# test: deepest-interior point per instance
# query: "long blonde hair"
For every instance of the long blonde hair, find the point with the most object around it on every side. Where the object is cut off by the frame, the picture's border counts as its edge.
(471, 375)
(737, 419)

━━━━

• The request: Rewrite the whole listing above, request lines included, and shift every point in the answers by -65 on both the x and y coordinates.

• Exercise output:
# test: deepest-interior point per instance
# query: "long blonde hair"
For every instance of the long blonde hair, find the point with the most object around it on every side. Where the object is cut off by the frame, the picture's border counts as its edge.
(406, 310)
(672, 354)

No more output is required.